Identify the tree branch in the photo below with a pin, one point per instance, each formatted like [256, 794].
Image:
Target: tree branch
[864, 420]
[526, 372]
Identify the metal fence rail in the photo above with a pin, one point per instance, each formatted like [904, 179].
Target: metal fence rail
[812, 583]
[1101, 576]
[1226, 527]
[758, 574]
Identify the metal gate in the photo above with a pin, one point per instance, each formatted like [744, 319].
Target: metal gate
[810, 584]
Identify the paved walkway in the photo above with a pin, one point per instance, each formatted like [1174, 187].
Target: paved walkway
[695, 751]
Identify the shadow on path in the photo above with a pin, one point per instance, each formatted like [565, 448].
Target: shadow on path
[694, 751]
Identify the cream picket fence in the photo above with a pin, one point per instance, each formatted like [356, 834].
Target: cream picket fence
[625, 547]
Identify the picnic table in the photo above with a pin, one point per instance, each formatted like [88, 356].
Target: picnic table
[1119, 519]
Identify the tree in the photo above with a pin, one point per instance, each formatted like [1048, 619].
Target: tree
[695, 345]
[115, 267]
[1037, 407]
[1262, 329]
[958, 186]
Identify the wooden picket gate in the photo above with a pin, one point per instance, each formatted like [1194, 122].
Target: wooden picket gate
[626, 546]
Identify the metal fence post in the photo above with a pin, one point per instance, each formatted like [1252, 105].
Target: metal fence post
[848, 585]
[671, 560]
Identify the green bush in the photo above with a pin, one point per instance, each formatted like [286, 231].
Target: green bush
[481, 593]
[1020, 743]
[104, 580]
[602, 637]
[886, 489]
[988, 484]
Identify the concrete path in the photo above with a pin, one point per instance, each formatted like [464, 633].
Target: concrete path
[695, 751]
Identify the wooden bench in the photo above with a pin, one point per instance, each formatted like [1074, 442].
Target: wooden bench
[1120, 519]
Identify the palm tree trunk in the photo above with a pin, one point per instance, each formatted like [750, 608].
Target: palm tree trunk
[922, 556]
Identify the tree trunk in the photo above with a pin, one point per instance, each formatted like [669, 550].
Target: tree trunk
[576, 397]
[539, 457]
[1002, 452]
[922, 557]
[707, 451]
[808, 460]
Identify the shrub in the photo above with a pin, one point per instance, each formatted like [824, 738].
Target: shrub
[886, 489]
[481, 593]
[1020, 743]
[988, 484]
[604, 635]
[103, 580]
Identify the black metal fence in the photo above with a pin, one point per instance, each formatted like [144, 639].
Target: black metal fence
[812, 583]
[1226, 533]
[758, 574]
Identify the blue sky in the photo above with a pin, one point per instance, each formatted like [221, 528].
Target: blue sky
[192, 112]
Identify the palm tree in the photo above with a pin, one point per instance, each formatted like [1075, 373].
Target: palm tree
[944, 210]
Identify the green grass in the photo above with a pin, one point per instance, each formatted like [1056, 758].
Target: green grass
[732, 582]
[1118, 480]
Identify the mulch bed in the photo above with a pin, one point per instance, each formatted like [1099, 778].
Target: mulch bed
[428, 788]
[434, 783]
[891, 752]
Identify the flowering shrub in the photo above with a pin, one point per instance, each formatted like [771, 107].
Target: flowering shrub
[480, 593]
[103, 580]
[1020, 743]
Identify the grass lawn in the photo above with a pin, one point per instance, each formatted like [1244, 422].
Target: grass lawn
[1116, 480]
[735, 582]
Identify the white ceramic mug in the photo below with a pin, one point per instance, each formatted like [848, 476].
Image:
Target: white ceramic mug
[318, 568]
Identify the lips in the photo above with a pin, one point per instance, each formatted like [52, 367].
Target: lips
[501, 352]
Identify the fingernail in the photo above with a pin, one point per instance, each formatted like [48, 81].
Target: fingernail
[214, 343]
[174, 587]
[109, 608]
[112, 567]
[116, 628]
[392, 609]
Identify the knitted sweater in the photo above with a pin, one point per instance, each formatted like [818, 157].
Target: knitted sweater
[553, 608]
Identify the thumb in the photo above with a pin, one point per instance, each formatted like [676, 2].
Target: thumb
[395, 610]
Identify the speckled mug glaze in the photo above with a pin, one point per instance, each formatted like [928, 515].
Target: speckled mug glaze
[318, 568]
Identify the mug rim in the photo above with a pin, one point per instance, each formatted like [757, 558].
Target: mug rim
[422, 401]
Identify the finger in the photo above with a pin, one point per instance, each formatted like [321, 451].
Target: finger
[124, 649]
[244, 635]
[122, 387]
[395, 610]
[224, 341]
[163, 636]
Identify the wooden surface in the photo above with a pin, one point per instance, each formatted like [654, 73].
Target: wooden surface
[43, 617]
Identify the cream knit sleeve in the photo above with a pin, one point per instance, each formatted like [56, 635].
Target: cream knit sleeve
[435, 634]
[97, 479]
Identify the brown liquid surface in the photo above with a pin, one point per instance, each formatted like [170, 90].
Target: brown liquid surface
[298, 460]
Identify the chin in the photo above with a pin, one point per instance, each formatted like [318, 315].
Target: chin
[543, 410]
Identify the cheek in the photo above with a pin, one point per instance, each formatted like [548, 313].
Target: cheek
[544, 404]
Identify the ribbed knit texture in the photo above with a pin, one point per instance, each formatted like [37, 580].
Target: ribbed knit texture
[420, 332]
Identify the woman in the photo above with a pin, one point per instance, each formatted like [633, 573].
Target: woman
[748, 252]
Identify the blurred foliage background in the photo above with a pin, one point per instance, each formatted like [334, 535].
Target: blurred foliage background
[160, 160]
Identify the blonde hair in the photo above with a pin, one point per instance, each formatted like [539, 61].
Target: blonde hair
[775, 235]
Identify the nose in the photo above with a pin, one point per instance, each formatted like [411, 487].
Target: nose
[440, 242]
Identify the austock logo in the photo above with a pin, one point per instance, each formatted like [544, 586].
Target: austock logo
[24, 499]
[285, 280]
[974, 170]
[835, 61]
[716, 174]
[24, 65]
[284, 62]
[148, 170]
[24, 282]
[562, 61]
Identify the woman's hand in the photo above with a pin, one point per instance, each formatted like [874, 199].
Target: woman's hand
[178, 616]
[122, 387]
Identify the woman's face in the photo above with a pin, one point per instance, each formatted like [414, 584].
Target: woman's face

**Aim of the task:** Each line above that has the word "below" must be copied.

**Task output:**
Identify the tree branch in the photo below with a pin, one point per instance, each formatted like [256, 794].
Identify the white ceramic mug in the photo below with a pin, one point per instance, each formatted like [848, 476].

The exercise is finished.